→ Records to process
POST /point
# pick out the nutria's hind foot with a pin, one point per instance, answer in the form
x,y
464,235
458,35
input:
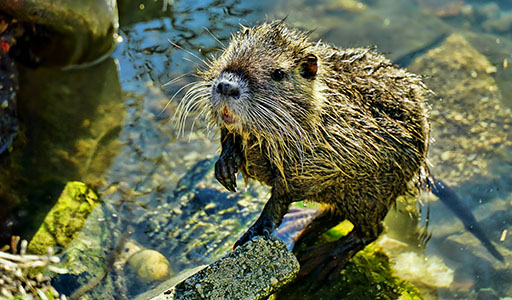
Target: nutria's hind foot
x,y
264,226
322,263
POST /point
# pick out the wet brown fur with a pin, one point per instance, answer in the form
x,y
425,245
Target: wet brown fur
x,y
353,137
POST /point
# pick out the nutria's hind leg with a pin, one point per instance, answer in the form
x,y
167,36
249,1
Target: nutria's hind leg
x,y
324,262
325,219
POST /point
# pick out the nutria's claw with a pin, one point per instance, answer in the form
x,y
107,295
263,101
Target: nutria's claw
x,y
226,169
264,226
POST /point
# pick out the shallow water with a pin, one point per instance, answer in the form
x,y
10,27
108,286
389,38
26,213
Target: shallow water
x,y
110,126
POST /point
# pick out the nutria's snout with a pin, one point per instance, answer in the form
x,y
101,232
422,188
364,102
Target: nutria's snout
x,y
228,89
229,92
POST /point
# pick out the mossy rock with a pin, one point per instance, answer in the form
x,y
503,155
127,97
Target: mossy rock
x,y
65,219
368,275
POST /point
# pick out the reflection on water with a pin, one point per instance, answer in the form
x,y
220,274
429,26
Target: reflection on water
x,y
106,126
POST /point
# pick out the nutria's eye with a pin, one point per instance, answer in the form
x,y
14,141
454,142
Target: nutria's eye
x,y
277,75
309,67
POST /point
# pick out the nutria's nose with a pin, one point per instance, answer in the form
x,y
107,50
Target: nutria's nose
x,y
227,88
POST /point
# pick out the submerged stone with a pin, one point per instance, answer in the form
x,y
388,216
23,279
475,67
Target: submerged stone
x,y
150,265
65,219
64,32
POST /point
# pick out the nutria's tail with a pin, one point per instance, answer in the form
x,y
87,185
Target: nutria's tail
x,y
450,199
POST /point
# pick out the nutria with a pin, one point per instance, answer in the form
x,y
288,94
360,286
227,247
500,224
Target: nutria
x,y
342,127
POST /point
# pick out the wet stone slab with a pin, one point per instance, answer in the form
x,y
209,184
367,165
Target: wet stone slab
x,y
252,271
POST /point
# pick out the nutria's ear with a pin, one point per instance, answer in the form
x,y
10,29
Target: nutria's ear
x,y
309,66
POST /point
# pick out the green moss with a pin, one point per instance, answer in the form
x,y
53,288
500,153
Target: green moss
x,y
366,276
65,219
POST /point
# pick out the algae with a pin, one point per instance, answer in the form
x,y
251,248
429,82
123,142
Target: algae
x,y
65,219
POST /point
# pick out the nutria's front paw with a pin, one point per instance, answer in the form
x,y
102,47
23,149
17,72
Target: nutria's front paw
x,y
264,226
226,169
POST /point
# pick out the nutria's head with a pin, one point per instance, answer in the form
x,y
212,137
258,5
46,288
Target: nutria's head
x,y
263,83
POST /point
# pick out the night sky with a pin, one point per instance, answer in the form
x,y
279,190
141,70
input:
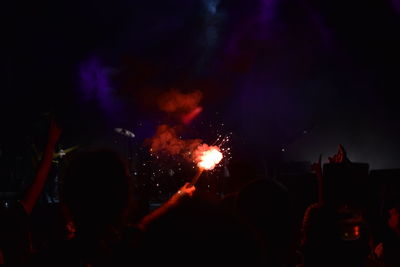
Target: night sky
x,y
298,75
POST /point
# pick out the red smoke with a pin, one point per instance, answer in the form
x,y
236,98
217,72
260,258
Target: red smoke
x,y
184,106
166,140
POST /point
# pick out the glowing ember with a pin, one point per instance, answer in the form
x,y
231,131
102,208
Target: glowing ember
x,y
207,157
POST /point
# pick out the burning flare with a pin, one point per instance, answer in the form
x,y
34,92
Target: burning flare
x,y
207,157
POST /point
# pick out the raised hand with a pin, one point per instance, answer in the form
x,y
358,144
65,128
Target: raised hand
x,y
340,156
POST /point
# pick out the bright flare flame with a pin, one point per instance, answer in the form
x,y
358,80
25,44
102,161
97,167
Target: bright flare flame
x,y
207,157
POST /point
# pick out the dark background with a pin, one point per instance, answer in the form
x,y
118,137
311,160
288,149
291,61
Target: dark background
x,y
290,79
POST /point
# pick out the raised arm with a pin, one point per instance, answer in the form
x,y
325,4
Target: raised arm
x,y
185,191
32,194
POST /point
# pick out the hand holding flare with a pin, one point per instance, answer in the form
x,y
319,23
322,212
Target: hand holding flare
x,y
207,158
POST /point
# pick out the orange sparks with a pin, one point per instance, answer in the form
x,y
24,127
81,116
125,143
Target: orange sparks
x,y
207,157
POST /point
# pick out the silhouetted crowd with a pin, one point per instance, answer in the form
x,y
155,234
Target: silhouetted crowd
x,y
351,220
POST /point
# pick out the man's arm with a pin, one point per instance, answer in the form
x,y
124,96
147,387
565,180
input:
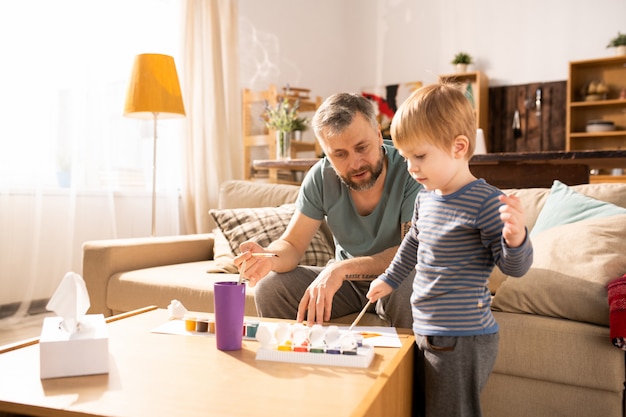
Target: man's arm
x,y
290,248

→ Instructions to follow
Write out the records above exactly as they appear, leaving out any pictures.

→ Expected output
POST /point
# pick out the nutria's hind foot with a pin, one point per instance, answer in the form
x,y
464,235
458,35
input:
Target: nutria's hind foot
x,y
264,226
322,263
POST /point
# pick out the wet brown fur with a pin, one point per instance, answer in the form
x,y
425,245
Target: wet brown fur
x,y
353,137
POST /point
# pick out the nutria's hind leg with a pin, one point per instance, answer in the form
x,y
167,36
249,1
Target: nutria's hind leg
x,y
324,262
325,219
POST /point
# pick out the nutria's claw with a pin, one point per instance, answer in the form
x,y
107,295
263,101
Target: nutria's claw
x,y
226,169
264,226
POST /point
# pick out the shallow water with a pin, one point per instance, answer in the form
x,y
10,27
108,286
389,38
26,213
Target: shallow water
x,y
110,126
POST /point
# pick out the nutria's snout with a pin, one point per instance, answer in the form
x,y
101,232
422,188
364,102
Target: nutria's snout
x,y
228,89
229,92
POST /point
# pick out the mossy rock with a pin, one point per instance, answer in the form
x,y
503,155
127,97
Target: mossy rock
x,y
65,219
368,275
POST /point
# pick out the reflection on water with a pin, one point per instance, answer in the form
x,y
220,274
429,26
Target: reflection on water
x,y
106,126
POST /point
# pick out the nutria's eye with a pin, one point per instance, answer in the form
x,y
14,141
454,142
Target: nutria's eye
x,y
277,75
309,67
POST /point
# pick out the nutria's nose with a pin, one point per instance, answer in the form
x,y
107,50
Target: nutria's nose
x,y
227,88
POST /point
# pick out the submerged stone with a pin, one point per instance, answer in the form
x,y
388,216
23,279
475,67
Target: submerged stone
x,y
150,265
65,219
64,32
POST /point
# pick out the nutria's tail with a pin, one point per instance, answer in the form
x,y
87,185
Target: nutria's tail
x,y
450,199
POST /point
# pick out the nutria with a pin, one point per instance, answer in the form
x,y
288,94
360,286
227,247
500,224
Target: nutria
x,y
342,127
POST /point
# pick out the wet stone slab with a pin, one point per instance, answer in the form
x,y
209,184
367,165
Target: wet stone slab
x,y
252,271
POST /point
# pick out the nutria's ear with a pin, one point per instance, answer in the form
x,y
10,29
Target: nutria's ear
x,y
309,66
POST /point
# pick out the green moss with a pin, one point per instance, answer in the form
x,y
53,288
500,153
Target: green moss
x,y
366,276
65,219
POST /point
# pick out the algae with a pin, one point per instance, answer in the form
x,y
251,248
429,82
123,142
Target: algae
x,y
65,219
POST /point
# pick out the nutria's front paw with a pin, one point per instance, answer in the form
x,y
102,47
23,149
17,72
Target: nutria's front paw
x,y
264,226
226,169
POST /point
# pick out the nutria's head with a pin, one point per instance, answer in the form
x,y
212,137
258,5
46,288
Target: nutria's head
x,y
263,83
POST /point
# pick out the night sky with a pin, one point per instance, answer in the form
x,y
279,190
141,70
input:
Target: night sky
x,y
298,75
POST /point
# pick out the red smoke with a pin, one point per instance, answer in the form
x,y
236,98
217,72
260,258
Target: red smoke
x,y
184,106
166,140
POST /point
# pick out the glowing ember with a pin, one point per instance, answer in the form
x,y
231,131
102,208
Target: glowing ember
x,y
207,157
POST /point
# pick out the burning flare with a pin, one point per instance, answer in the form
x,y
34,92
Target: burning flare
x,y
207,157
POST /point
# pick out the raised hand with a pin, one point per instance, answer in the form
x,y
358,144
65,128
Target: raised hand
x,y
340,156
POST /point
# pick out the bright flare flame with a pin, one point per instance, answer in the form
x,y
358,80
25,44
102,161
97,167
Target: bright flare flame
x,y
207,157
POST /point
# pick out the dark background with a pin, one point per instance, answer in the form
x,y
118,137
311,160
288,149
291,61
Target: dark background
x,y
290,79
POST /point
# pick out the raised arm with a pin, one point per instance, answer in the form
x,y
325,4
Target: raised arm
x,y
185,191
32,194
POST /point
# pick out the hand holding flare with a pin, one point per instance, answer in the form
x,y
319,23
322,212
Target: hand holding flare
x,y
207,158
POST /point
# pick out the orange sparks with a pin, one point per instance, answer in the form
x,y
24,127
81,116
125,143
Target: orange sparks
x,y
207,157
POST /point
# pick out the silhouetted crowd with a pin, one point per instance, answer in the form
x,y
155,234
Target: silhouetted crowd
x,y
351,220
POST /point
# pick out the man's arm with a pin, one point per instance, answer in the form
x,y
124,96
147,387
565,180
input:
Target: man's arm
x,y
290,248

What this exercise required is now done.